DeepSeek on AWS Bedrock and Locally with Ollama: A Dev’s Guide

By Arjun Manoj Kumar K, DevOps Engineer | AI Enthusiast

“November 30^th 2022. ChatGPT dropped. And everything changed.”

LLMs went from research labs to everyday tools — fast.
But spinning one up yourself? Still feels... a little rough.

In this two-part blog, I’ll walk you through how to run DeepSeek, one of the most capable open-source LLMs today — first on AWS Bedrock, then on your own machine with Ollama.

Before we dive into terminals and code, we'll make sense of a few key AI building blocks:
Inference, weights, parameters, tokens — and even a peek at what exactly is this new architecture called MAMBA?

Don’t worry, I’ve got you.
This isn’t a lecture — it’s a dev-to-dev download.

Grab your coffee. Let’s boot up the cloud.

LLM 101: Inference, Weights, and Transformers (Oh My!)

Before we get our hands dirty with DeepSeek, let’s cover a few basics of large language models (LLMs) in plain English:

Parameters and Weights: You can think of parameters as the internal configuration or “knowledge” of an LLM. These are often referred to as weights – essentially giant tables of numbers that the model has learned during training. Modern LLMs have lots of these; for example, DeepSeek has 671 billion parameters (The DeepSeek variant we'll use, for example, packs about 8 billion parameters!). The more parameters, generally, the more knowledge or nuance a model can have – but it also means more computing power needed to run it. When someone says “a 13B model,” they mean 13 billion parameters. These weights are what get loaded into memory when you “boot up” the model.

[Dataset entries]
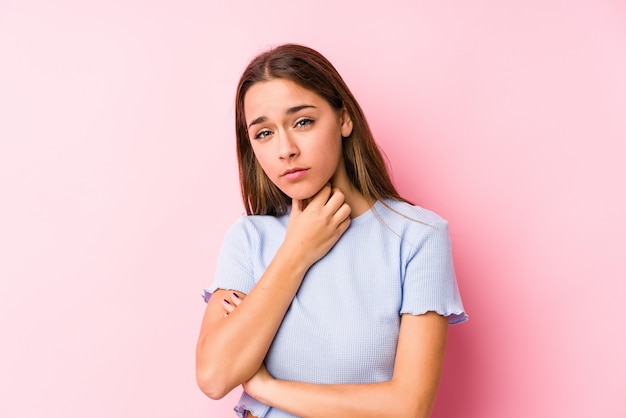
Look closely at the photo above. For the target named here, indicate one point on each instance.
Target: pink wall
(118, 179)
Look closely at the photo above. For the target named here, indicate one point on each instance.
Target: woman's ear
(346, 123)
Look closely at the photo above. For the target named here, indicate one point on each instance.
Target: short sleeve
(429, 280)
(234, 269)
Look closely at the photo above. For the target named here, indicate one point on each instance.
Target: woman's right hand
(312, 231)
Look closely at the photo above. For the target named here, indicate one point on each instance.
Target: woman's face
(296, 136)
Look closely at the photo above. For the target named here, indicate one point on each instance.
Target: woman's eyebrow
(290, 111)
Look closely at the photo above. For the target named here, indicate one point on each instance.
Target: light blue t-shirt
(343, 323)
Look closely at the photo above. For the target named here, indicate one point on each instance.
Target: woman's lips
(294, 173)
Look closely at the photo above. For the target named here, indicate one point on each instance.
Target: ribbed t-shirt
(343, 323)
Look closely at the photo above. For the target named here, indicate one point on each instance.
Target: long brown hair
(308, 68)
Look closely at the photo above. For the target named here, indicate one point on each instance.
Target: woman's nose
(287, 147)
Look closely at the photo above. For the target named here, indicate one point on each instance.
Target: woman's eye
(262, 134)
(301, 123)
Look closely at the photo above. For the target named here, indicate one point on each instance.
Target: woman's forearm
(375, 400)
(231, 348)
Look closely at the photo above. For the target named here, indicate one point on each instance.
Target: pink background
(118, 180)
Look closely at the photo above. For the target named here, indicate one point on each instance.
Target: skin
(293, 128)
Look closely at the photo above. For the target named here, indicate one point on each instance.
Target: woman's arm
(410, 393)
(231, 348)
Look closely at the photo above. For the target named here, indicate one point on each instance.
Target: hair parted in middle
(306, 67)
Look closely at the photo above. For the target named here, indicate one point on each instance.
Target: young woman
(333, 296)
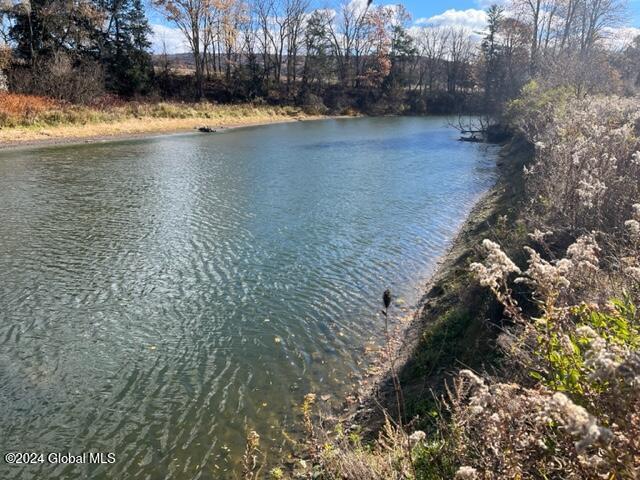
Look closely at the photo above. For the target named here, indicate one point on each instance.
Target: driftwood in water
(473, 138)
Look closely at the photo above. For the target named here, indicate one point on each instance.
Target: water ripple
(160, 297)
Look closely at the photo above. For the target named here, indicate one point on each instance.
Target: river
(159, 297)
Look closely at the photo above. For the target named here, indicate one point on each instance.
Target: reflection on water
(159, 297)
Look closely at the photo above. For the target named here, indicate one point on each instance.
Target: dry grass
(26, 119)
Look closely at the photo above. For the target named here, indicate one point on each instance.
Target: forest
(354, 56)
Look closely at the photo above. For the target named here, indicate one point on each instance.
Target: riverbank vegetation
(552, 287)
(352, 56)
(29, 118)
(525, 362)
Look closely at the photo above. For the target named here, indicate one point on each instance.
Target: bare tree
(190, 17)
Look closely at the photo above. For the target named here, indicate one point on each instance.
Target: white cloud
(169, 37)
(472, 19)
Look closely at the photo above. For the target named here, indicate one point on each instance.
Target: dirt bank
(454, 326)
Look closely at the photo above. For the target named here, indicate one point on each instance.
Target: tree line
(354, 54)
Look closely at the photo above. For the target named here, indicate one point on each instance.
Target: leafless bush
(585, 176)
(62, 78)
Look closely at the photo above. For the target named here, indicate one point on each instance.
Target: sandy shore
(131, 128)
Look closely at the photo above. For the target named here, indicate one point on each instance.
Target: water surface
(159, 297)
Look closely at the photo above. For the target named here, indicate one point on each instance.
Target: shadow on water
(159, 297)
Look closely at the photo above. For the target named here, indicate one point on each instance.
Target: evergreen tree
(125, 48)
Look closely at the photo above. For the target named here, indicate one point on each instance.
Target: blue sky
(440, 12)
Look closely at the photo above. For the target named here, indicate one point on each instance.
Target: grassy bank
(27, 119)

**TASK 1:** Copy the DeepSeek guide between "In this two-part" and "machine with Ollama.", inclusive, changing every "AWS Bedrock" to "Amazon Bedrock".
**TASK 2:** Extend the DeepSeek guide past its last sentence.

**EXERCISE RESULT 1:**
In this two-part blog, I’ll walk you through how to run DeepSeek, one of the most capable open-source LLMs today — first on Amazon Bedrock, then on your own machine with Ollama.

**EXERCISE RESULT 2:**
Tokens & Tokenization: When you type a sentence into a model like DeepSeek, it doesn’t actually understand words the way we do. Instead, it breaks everything down into tokens, which are like bite-sized pieces of text. A token might be a full word ("hello"), part of a word ("tion"), or even just punctuation ("!"). This process is called tokenization, and it’s the model’s first step in trying to make sense of language.

For example, the sentence:

"Transformers are cool!"

might get split into tokens like:

["Transform", "ers", " are", " cool", "!"]

Embeddings: Once text is tokenized, the model still can’t process it as-is — it needs numbers. That’s where embeddings come in. An embedding is basically a vector representation of a token — a list of numbers that captures its meaning based on context. It’s like giving the model a way to understand that:

"dog" and "puppy" are similar,
but "dog" and "banana"... not so much.

Inference (vs. Training): Training an LLM is the heavyweight process of updating those billions of weights by showing the model tons of examples (this is done by the model’s creators and can take weeks on supercomputers). Inference, on the other hand, is what we do as users: it’s when we feed input to a pre-trained model and get an output (a prediction). Inference is basically using the model to generate text. For instance, asking DeepSeek a question and getting an answer is an inference. It’s much less intensive than training, but for big models it can still be slow or require powerful hardware. In short, inference = running the model forward to get results (no learning happening at that time).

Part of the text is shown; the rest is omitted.